[Supplied material]
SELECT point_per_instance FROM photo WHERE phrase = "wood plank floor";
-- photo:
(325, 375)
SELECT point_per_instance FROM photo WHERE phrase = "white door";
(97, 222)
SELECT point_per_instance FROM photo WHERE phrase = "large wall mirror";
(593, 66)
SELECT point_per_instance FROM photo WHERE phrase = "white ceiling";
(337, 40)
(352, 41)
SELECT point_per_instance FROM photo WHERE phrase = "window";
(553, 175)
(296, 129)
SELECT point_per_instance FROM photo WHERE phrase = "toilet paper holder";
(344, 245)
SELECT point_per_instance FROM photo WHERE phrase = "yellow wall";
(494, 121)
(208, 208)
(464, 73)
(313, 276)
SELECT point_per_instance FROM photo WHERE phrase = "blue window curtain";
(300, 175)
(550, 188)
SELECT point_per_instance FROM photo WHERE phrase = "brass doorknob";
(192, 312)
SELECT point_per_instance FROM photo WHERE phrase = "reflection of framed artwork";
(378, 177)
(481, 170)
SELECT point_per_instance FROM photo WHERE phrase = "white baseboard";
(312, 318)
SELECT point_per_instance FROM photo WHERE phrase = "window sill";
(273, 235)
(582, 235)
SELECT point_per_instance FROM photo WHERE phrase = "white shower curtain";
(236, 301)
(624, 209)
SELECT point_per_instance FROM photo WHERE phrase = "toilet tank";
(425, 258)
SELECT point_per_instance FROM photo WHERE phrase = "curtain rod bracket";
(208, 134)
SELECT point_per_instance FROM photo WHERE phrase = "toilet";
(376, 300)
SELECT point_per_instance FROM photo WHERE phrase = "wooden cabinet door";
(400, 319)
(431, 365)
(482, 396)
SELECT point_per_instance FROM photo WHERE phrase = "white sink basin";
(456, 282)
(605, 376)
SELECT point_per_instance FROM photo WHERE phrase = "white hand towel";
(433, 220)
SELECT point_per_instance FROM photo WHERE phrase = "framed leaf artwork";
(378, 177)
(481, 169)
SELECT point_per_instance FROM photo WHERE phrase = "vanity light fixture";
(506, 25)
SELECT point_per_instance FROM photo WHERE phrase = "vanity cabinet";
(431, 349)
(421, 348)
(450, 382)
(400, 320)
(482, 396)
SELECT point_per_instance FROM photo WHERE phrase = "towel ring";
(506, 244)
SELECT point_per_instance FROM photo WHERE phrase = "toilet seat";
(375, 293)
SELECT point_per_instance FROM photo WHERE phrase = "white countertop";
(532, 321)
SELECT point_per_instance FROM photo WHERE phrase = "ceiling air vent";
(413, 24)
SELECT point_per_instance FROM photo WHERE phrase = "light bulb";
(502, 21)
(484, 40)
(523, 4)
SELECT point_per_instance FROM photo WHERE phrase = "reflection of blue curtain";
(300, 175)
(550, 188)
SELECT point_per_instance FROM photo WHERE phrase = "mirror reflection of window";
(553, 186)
[/Supplied material]
• Assigned task
Write out the listing once more, matching it exactly.

• Solution to the exercise
SELECT point_per_instance FROM photo WHERE phrase = "wood plank floor";
-- photo:
(325, 375)
SELECT point_per_instance FROM photo WHERE phrase = "white door";
(97, 222)
SELECT point_per_instance FROM photo WHERE phrase = "large wall mirror";
(593, 66)
SELECT point_per_instance FROM photo WHERE phrase = "white ceiling";
(337, 40)
(352, 41)
SELECT point_per_instance FROM photo WHERE phrase = "window";
(553, 175)
(296, 129)
SELECT point_per_instance FROM photo WHERE phrase = "toilet paper holder";
(344, 245)
SELECT point_per_instance FROM photo WHERE phrase = "yellow wall";
(494, 121)
(208, 208)
(464, 73)
(313, 276)
SELECT point_per_instance FROM photo WHERE phrase = "blue window curtain";
(300, 175)
(550, 188)
SELECT point_per_instance FROM photo WHERE phrase = "brass doorknob";
(192, 312)
SELECT point_per_instance FROM photo WHERE phrase = "reflection of framed artwork";
(378, 177)
(481, 170)
SELECT point_per_instance FROM photo WHERE phrase = "white baseboard";
(312, 318)
SELECT point_per_instance FROM photo WHERE phrase = "window sill";
(273, 235)
(582, 235)
SELECT point_per_instance FROM photo WHERE phrase = "white shower curtain";
(236, 301)
(624, 209)
SELECT point_per_instance FROM photo WHERE phrase = "toilet tank";
(425, 258)
SELECT point_per_instance FROM photo WHERE phrase = "curtain rod bracket";
(208, 134)
SELECT point_per_instance FROM photo WHERE phrase = "toilet";
(376, 300)
SELECT point_per_instance FROM photo WHERE phrase = "wooden cabinet door";
(400, 319)
(431, 365)
(482, 396)
SELECT point_per_instance FROM photo WHERE phrase = "white sink basin";
(456, 282)
(605, 376)
SELECT point_per_instance FROM photo WHERE phrase = "white hand towel";
(433, 220)
SELECT point_per_instance FROM photo WHERE phrase = "framed leaf artwork";
(378, 177)
(481, 169)
SELECT point_per_instance FROM photo WHERE phrase = "vanity light fixture";
(506, 25)
SELECT point_per_instance FROM photo WHERE phrase = "vanity cabinet";
(431, 349)
(421, 348)
(450, 382)
(400, 320)
(482, 396)
SELECT point_per_instance FROM photo WHERE phrase = "towel ring";
(506, 244)
SELECT point_per_instance FROM photo WHERE phrase = "toilet seat";
(375, 293)
SELECT point_per_instance FROM photo WHERE phrase = "white countertop";
(532, 321)
SELECT point_per_instance FROM photo WHERE phrase = "ceiling air vent";
(413, 24)
SELECT point_per_instance FROM photo WHERE phrase = "light bulb";
(502, 21)
(484, 40)
(523, 4)
SELECT point_per_instance FROM photo WHERE phrase = "reflection of blue curtain";
(300, 175)
(550, 188)
SELECT point_per_instance FROM photo WHERE phrase = "mirror reflection of window";
(553, 186)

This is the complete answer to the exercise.